Excerpts from point annotation data:

-- -- --

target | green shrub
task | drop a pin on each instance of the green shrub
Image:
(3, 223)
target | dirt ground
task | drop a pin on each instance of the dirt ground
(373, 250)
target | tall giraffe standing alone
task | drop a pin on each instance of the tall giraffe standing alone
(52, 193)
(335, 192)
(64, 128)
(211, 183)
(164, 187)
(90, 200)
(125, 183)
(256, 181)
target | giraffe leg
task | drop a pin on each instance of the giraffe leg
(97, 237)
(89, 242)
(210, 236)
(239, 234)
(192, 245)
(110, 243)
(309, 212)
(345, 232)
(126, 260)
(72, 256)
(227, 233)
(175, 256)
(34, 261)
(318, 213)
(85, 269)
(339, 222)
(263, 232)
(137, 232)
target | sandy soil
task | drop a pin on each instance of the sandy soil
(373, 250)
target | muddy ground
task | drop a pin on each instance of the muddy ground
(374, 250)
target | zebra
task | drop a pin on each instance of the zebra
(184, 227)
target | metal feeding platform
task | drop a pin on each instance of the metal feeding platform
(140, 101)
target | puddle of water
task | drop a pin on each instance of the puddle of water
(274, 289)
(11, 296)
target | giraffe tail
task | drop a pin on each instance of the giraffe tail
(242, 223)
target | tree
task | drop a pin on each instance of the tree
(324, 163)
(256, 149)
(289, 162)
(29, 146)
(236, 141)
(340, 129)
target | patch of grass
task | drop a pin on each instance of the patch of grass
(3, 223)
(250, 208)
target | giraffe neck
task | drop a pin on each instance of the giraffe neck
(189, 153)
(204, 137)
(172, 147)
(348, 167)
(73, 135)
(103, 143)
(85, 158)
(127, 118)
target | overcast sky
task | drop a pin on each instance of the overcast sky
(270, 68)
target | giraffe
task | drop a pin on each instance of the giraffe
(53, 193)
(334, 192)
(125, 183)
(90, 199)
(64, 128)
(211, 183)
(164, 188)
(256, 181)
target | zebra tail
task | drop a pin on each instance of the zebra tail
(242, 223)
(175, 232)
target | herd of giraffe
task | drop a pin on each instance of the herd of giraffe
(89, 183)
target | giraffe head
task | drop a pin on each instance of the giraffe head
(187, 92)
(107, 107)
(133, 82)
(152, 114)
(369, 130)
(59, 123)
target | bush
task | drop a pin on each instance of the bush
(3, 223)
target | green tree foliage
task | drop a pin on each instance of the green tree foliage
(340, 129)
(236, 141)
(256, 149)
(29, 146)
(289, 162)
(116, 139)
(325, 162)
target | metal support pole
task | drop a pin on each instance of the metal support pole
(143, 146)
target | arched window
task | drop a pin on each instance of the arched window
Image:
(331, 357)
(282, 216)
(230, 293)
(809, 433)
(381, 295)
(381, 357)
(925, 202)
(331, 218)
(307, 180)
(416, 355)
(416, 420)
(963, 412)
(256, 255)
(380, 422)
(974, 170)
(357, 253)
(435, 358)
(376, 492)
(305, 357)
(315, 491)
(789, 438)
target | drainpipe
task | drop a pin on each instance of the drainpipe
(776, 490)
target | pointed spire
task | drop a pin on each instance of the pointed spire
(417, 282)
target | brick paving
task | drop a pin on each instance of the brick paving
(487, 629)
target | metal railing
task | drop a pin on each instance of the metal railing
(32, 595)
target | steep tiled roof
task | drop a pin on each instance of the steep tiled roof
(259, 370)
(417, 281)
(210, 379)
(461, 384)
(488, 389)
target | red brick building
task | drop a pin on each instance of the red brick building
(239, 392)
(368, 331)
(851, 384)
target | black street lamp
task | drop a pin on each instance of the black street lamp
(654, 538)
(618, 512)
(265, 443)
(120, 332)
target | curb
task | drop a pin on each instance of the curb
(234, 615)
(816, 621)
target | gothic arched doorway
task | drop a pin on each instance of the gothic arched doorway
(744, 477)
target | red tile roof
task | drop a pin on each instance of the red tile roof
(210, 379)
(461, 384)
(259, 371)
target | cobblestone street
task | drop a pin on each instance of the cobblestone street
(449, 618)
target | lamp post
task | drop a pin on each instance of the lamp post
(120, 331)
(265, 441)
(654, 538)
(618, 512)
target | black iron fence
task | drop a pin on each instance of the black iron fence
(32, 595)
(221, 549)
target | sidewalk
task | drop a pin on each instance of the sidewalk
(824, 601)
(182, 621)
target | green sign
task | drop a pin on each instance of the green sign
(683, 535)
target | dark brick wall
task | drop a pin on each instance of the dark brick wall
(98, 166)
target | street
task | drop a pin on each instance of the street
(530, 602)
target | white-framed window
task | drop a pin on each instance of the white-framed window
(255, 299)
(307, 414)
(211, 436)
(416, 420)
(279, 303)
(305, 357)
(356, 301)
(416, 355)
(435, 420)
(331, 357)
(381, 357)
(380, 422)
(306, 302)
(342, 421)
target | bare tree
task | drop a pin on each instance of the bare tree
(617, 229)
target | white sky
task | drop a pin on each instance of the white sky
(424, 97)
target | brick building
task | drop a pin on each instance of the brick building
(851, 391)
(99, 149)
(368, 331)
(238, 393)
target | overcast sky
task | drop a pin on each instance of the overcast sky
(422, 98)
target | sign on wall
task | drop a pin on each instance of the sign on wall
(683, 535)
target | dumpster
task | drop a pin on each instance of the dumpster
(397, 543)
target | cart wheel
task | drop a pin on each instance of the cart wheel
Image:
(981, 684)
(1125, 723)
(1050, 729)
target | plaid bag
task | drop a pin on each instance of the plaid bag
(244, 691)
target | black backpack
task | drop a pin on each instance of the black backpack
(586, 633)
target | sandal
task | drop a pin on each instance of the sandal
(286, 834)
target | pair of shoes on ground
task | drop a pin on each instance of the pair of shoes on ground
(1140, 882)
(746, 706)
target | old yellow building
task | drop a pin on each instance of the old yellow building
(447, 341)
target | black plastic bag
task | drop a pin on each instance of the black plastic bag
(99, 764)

-- -- --

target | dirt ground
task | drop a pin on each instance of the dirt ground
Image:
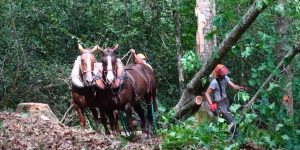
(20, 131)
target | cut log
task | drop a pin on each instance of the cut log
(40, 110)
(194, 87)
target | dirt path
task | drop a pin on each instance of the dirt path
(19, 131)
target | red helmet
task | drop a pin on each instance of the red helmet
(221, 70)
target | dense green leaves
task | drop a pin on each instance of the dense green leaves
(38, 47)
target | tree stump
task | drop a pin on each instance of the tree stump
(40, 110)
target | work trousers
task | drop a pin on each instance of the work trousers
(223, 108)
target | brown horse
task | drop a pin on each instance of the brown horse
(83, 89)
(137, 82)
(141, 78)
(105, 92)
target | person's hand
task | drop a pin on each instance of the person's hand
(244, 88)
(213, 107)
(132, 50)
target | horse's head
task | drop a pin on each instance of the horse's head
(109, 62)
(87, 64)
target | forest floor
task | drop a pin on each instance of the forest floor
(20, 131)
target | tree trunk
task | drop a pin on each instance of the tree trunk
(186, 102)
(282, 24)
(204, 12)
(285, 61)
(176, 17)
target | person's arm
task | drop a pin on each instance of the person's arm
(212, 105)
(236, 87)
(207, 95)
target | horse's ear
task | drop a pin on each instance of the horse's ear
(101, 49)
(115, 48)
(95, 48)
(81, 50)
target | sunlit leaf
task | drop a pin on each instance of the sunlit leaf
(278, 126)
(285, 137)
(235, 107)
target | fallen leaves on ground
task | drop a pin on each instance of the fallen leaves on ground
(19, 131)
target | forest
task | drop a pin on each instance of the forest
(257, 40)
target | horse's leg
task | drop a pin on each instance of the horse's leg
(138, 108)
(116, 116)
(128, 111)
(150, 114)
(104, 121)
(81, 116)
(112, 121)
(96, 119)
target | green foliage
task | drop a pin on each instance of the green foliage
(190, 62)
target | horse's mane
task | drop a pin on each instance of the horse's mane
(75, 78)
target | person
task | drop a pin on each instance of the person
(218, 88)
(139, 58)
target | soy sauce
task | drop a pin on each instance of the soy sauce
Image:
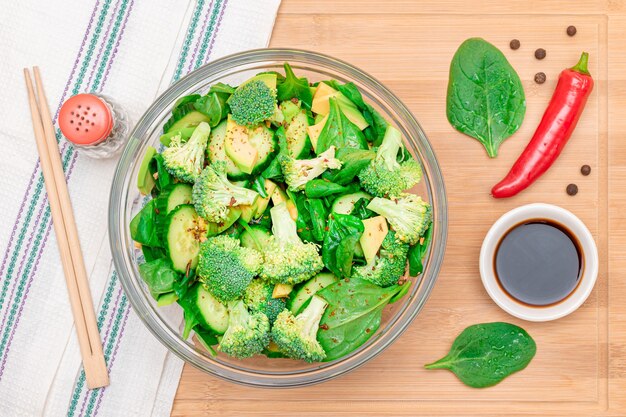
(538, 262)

-- -- --

_Exercise:_ Pick out every line in the rows above that contains the word "standing", and copy each one. Match the case exactly.

_Expected output:_
target | tall giraffe standing alone
task | drop a pin on each instance of the tall giraffe standing alone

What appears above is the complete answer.